● Set task
Copy out the data below as written; omit any images.

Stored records
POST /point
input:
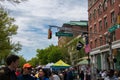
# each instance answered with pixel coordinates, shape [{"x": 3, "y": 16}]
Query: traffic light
[
  {"x": 49, "y": 34},
  {"x": 79, "y": 45}
]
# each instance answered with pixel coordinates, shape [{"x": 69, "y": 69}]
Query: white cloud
[{"x": 34, "y": 16}]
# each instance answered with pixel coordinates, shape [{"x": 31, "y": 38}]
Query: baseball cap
[{"x": 27, "y": 65}]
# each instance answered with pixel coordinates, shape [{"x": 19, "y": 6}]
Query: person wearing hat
[{"x": 26, "y": 73}]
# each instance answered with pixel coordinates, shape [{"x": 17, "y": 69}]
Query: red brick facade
[{"x": 102, "y": 15}]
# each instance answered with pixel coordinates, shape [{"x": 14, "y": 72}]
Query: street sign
[
  {"x": 113, "y": 28},
  {"x": 64, "y": 34}
]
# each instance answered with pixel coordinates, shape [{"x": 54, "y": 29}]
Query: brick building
[{"x": 103, "y": 15}]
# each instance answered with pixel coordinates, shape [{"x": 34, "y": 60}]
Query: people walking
[
  {"x": 8, "y": 72},
  {"x": 43, "y": 74}
]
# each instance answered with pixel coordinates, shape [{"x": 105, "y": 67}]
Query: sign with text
[
  {"x": 64, "y": 34},
  {"x": 113, "y": 28}
]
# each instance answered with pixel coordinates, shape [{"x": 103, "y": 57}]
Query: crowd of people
[
  {"x": 107, "y": 75},
  {"x": 27, "y": 72}
]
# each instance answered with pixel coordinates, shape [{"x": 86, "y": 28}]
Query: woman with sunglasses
[
  {"x": 43, "y": 74},
  {"x": 26, "y": 73}
]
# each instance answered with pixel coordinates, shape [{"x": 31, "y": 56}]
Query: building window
[
  {"x": 95, "y": 43},
  {"x": 113, "y": 18},
  {"x": 100, "y": 25},
  {"x": 105, "y": 5},
  {"x": 113, "y": 36},
  {"x": 105, "y": 39},
  {"x": 90, "y": 32},
  {"x": 112, "y": 2},
  {"x": 105, "y": 22},
  {"x": 101, "y": 41},
  {"x": 91, "y": 45},
  {"x": 95, "y": 28},
  {"x": 90, "y": 17},
  {"x": 94, "y": 14},
  {"x": 100, "y": 9}
]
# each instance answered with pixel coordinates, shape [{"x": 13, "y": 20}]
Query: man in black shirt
[{"x": 8, "y": 72}]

● Answer to this problem
POST /point
input:
# each instance answered with pixel coordinates, shape [{"x": 3, "y": 16}]
Query: traffic light
[
  {"x": 49, "y": 34},
  {"x": 79, "y": 45}
]
# each instance answered with pixel coordinates, shape [{"x": 69, "y": 69}]
Query: white cloud
[{"x": 34, "y": 16}]
# each instance answered with pixel coordinates, shape [{"x": 31, "y": 38}]
Query: baseball cap
[{"x": 27, "y": 65}]
# each instance answered with pixel coordinates, shape [{"x": 19, "y": 6}]
Query: person wearing hat
[{"x": 26, "y": 73}]
# each instance answered with pixel coordinates, shape [{"x": 17, "y": 69}]
Query: red brick facade
[{"x": 102, "y": 15}]
# each instance answered with pixel coordinates, shape [{"x": 14, "y": 72}]
Query: street sign
[
  {"x": 113, "y": 28},
  {"x": 64, "y": 34}
]
# each instance answered with pixel coordinates, shape [{"x": 54, "y": 29}]
Query: brick building
[{"x": 103, "y": 15}]
# each instance answered with pixel coordinates, shape [{"x": 34, "y": 60}]
Query: people walking
[
  {"x": 8, "y": 72},
  {"x": 43, "y": 74}
]
# each instance answered with pixel coordinates, shape [{"x": 105, "y": 67}]
Query: sign with text
[
  {"x": 64, "y": 34},
  {"x": 113, "y": 28}
]
# each instance answered with pixel coordinates, shape [{"x": 103, "y": 57}]
Query: crowd of people
[
  {"x": 107, "y": 75},
  {"x": 27, "y": 72}
]
# each instance answered with pixel coordinates, shape [{"x": 86, "y": 28}]
Query: woman with sunglasses
[
  {"x": 43, "y": 74},
  {"x": 26, "y": 73}
]
# each instance answered with pixel coordinates, shape [{"x": 31, "y": 56}]
Query: building window
[
  {"x": 95, "y": 43},
  {"x": 113, "y": 18},
  {"x": 100, "y": 25},
  {"x": 105, "y": 5},
  {"x": 113, "y": 36},
  {"x": 105, "y": 39},
  {"x": 90, "y": 32},
  {"x": 112, "y": 2},
  {"x": 105, "y": 22},
  {"x": 101, "y": 41},
  {"x": 91, "y": 45},
  {"x": 95, "y": 28},
  {"x": 90, "y": 17},
  {"x": 94, "y": 14},
  {"x": 100, "y": 9}
]
# each instance answered with pixel coordinates, shape [{"x": 13, "y": 20}]
Query: man in black shirt
[{"x": 8, "y": 72}]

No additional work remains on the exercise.